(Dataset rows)
===
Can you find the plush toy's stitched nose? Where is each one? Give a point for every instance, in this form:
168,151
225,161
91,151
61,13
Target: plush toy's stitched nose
===
# BRIEF
Retype all the records, matching them exactly.

# WRITTEN RESPONSE
Can you find the plush toy's stitched nose? Where is each one? Give a point for every instance, in this form:
168,151
225,161
91,151
61,13
Target: plush toy's stitched nose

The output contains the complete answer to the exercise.